To be done >> Please write out every row below word for word, leaving out the pictures.

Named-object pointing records
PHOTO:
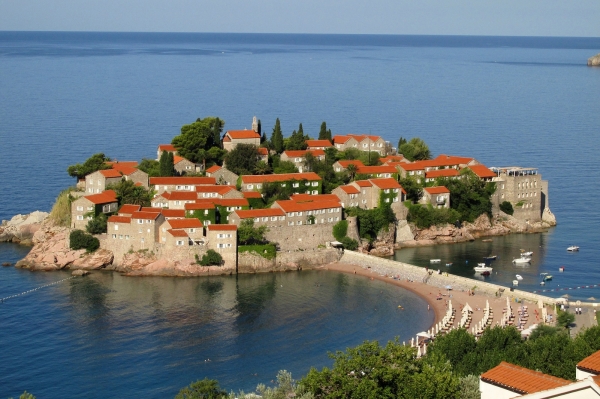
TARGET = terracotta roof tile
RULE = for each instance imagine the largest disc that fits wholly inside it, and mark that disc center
(254, 213)
(103, 197)
(242, 134)
(437, 190)
(591, 363)
(521, 380)
(312, 176)
(222, 227)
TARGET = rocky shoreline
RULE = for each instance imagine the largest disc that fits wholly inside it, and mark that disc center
(51, 250)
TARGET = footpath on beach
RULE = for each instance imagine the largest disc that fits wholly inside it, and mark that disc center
(490, 304)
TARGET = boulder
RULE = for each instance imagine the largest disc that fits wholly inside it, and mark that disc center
(594, 61)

Task response >>
PHOTO:
TARGET = terracotta roof tile
RULE = for each instance imagine the largest disc that fits wholly inside it, and mark that disc center
(254, 213)
(103, 197)
(242, 134)
(437, 190)
(591, 363)
(521, 380)
(312, 176)
(222, 227)
TARGET = rocky shoreline
RULE = for each instance imagine the largest disc that fits wholly inside it, and mark that disc center
(51, 250)
TARGET = footpath on beach
RULE = for each instance imagine the largest disc that fits wholly inside it, and mark that disc center
(490, 304)
TARGET = boulder
RULE = for each instance imagine the largest disc that fits wholly inside it, and mark that disc center
(594, 61)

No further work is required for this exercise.